[Rows from a dataset]
+ + +

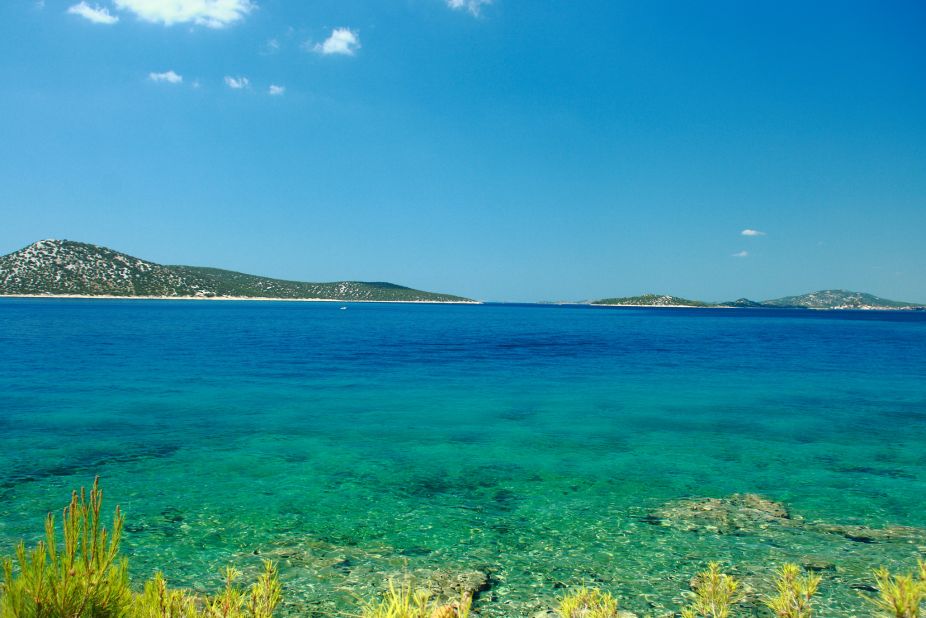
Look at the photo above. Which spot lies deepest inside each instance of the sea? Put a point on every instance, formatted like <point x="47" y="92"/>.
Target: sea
<point x="524" y="449"/>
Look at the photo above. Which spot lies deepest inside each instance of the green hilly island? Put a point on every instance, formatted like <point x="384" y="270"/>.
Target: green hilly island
<point x="823" y="299"/>
<point x="64" y="267"/>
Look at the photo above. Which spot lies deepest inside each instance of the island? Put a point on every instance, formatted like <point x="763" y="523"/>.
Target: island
<point x="822" y="299"/>
<point x="56" y="268"/>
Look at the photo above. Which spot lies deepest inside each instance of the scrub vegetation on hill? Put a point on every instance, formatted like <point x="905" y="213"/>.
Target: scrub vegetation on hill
<point x="84" y="575"/>
<point x="64" y="267"/>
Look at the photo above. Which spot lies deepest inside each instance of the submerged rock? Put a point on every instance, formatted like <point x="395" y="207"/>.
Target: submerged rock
<point x="730" y="515"/>
<point x="754" y="514"/>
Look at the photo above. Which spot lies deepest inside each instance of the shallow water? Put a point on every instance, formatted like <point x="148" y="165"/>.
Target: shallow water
<point x="531" y="443"/>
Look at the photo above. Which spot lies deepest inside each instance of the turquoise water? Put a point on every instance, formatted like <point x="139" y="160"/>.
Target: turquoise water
<point x="530" y="443"/>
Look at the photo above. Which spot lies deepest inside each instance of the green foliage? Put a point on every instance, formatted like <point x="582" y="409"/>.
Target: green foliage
<point x="407" y="602"/>
<point x="714" y="594"/>
<point x="158" y="601"/>
<point x="587" y="603"/>
<point x="85" y="577"/>
<point x="900" y="596"/>
<point x="795" y="593"/>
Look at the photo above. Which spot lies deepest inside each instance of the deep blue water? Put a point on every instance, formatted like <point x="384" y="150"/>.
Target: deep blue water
<point x="529" y="442"/>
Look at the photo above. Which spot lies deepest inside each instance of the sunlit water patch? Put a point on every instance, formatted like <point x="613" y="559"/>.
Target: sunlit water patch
<point x="516" y="450"/>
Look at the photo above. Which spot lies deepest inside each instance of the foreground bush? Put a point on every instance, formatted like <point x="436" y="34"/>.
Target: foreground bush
<point x="795" y="593"/>
<point x="900" y="596"/>
<point x="587" y="603"/>
<point x="406" y="602"/>
<point x="85" y="577"/>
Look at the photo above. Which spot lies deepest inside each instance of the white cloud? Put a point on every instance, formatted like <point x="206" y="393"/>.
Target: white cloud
<point x="96" y="14"/>
<point x="473" y="6"/>
<point x="237" y="83"/>
<point x="209" y="13"/>
<point x="342" y="41"/>
<point x="167" y="76"/>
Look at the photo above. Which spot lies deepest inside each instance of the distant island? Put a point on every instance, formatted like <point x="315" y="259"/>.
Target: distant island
<point x="823" y="299"/>
<point x="68" y="268"/>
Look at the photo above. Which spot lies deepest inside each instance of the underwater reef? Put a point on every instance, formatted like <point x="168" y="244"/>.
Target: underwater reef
<point x="78" y="571"/>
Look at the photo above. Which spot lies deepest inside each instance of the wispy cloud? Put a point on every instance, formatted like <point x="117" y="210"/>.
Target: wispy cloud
<point x="474" y="7"/>
<point x="167" y="76"/>
<point x="342" y="41"/>
<point x="209" y="13"/>
<point x="237" y="83"/>
<point x="96" y="14"/>
<point x="272" y="46"/>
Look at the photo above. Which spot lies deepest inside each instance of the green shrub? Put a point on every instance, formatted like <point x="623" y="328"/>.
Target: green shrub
<point x="407" y="602"/>
<point x="714" y="594"/>
<point x="795" y="593"/>
<point x="900" y="596"/>
<point x="587" y="603"/>
<point x="85" y="577"/>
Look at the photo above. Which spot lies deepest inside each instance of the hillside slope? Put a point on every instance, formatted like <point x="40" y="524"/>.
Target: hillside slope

+ + +

Exercise description: Please format the rows above as a JSON list of strings, one string per line with blank lines dropped. Leave the pictures out of the list.

Reply:
[
  "Look at the photo above. Which spot lies deepest inside each instance of the sea? Put a point on every instance, formatted like <point x=\"47\" y=\"92\"/>.",
  "Target: sea",
  "<point x=\"524\" y=\"449\"/>",
  "Look at the photo above. Which spot lies deepest inside each instance of the green hilly island? Put a point on every instance, formatted like <point x=\"384\" y=\"270\"/>.",
  "Target: green hilly island",
  "<point x=\"823\" y=\"299\"/>",
  "<point x=\"64\" y=\"267\"/>",
  "Look at the photo above. Which spot lies deepest inside each instance of the island? Put a point on every instance, formatted like <point x=\"763\" y=\"523\"/>.",
  "Target: island",
  "<point x=\"822\" y=\"299\"/>",
  "<point x=\"56\" y=\"268\"/>",
  "Look at the photo above. Which spot lies deepest inside each instance of the scrub vegetation on hill? Put a point on every instance, formatted like <point x=\"905\" y=\"213\"/>.",
  "Target: scrub vegetation on hill",
  "<point x=\"84\" y=\"575\"/>",
  "<point x=\"64\" y=\"267\"/>",
  "Look at the photo above. Which spot lies deepest inside each instance of the submerged rock? Put a point on every instance, formatted like <point x=\"395\" y=\"207\"/>.",
  "Target: submerged rock",
  "<point x=\"730\" y=\"515\"/>",
  "<point x=\"754\" y=\"514\"/>",
  "Look at the photo above. Which spot lies deepest inside each instance of the shallow water? Put a point on every instance, formatted like <point x=\"148\" y=\"165\"/>.",
  "Target: shallow water",
  "<point x=\"531\" y=\"443\"/>",
  "Look at the photo above. Which spot lies deepest inside each instance of the turquoise water? Put a point on every instance, formatted like <point x=\"139\" y=\"160\"/>.",
  "Target: turquoise water",
  "<point x=\"530\" y=\"443\"/>",
  "Look at the photo above. Which spot lies deepest inside each instance of the green foliage? Put a point on every instance, formatted like <point x=\"582\" y=\"409\"/>.",
  "Target: green foliage",
  "<point x=\"407\" y=\"602\"/>",
  "<point x=\"714\" y=\"594\"/>",
  "<point x=\"158\" y=\"601\"/>",
  "<point x=\"587\" y=\"603\"/>",
  "<point x=\"85\" y=\"577\"/>",
  "<point x=\"900\" y=\"596\"/>",
  "<point x=\"795\" y=\"593\"/>",
  "Look at the photo above. Which spot lies deepest inside each instance of the deep blue water? Put a point on every instance, formatted like <point x=\"384\" y=\"150\"/>.",
  "Target: deep blue water",
  "<point x=\"529\" y=\"442\"/>",
  "Look at the photo above. Which spot lies deepest inside each instance of the sunlit water patch? Put a point on every instance, formatted like <point x=\"613\" y=\"559\"/>.",
  "Target: sunlit water patch",
  "<point x=\"516\" y=\"450\"/>",
  "Look at the photo above. Which spot lies deepest inside each instance of the foreground bush? Put a point on every instance, formatted like <point x=\"436\" y=\"34\"/>.",
  "Target: foreground bush",
  "<point x=\"795\" y=\"593\"/>",
  "<point x=\"900\" y=\"596\"/>",
  "<point x=\"587\" y=\"603\"/>",
  "<point x=\"406\" y=\"602\"/>",
  "<point x=\"85\" y=\"577\"/>",
  "Look at the photo above. Which spot lies deepest inside each instance of the white cloud? Put a point on every instance, formatted like <point x=\"206\" y=\"393\"/>.",
  "Target: white cloud",
  "<point x=\"96\" y=\"14\"/>",
  "<point x=\"473\" y=\"6\"/>",
  "<point x=\"237\" y=\"83\"/>",
  "<point x=\"209\" y=\"13\"/>",
  "<point x=\"342\" y=\"41\"/>",
  "<point x=\"167\" y=\"76\"/>",
  "Look at the photo above. Which spot lies deepest inside each instance of the distant island? Put a point on every instance, formatted like <point x=\"315\" y=\"259\"/>.",
  "Target: distant island",
  "<point x=\"823\" y=\"299\"/>",
  "<point x=\"68\" y=\"268\"/>",
  "Look at the photo above. Which spot lies deepest inside each instance of the underwater reef? Put a point on every instance, formatted like <point x=\"168\" y=\"244\"/>.",
  "Target: underwater reef",
  "<point x=\"78\" y=\"571\"/>",
  "Look at the photo above. Which spot lies deepest inside each instance of the wispy cloud? Put a point on every instance, formatted like <point x=\"117\" y=\"210\"/>.",
  "Target: wispy cloud",
  "<point x=\"474\" y=\"7\"/>",
  "<point x=\"167\" y=\"76\"/>",
  "<point x=\"342\" y=\"41\"/>",
  "<point x=\"209\" y=\"13\"/>",
  "<point x=\"237\" y=\"83\"/>",
  "<point x=\"96\" y=\"14\"/>",
  "<point x=\"272\" y=\"46\"/>",
  "Look at the photo above. Which spot lies deepest inside each instance of the green shrub? Put a point on every instance, formatted like <point x=\"623\" y=\"328\"/>.",
  "Target: green shrub",
  "<point x=\"407\" y=\"602\"/>",
  "<point x=\"714\" y=\"594\"/>",
  "<point x=\"795\" y=\"593\"/>",
  "<point x=\"900\" y=\"596\"/>",
  "<point x=\"587\" y=\"603\"/>",
  "<point x=\"85\" y=\"577\"/>",
  "Look at the photo above. Which spot lies deepest inside each instance of the hillside slope? Put a point on every instance, formatted like <point x=\"40\" y=\"524\"/>.",
  "Target: hillside slope"
]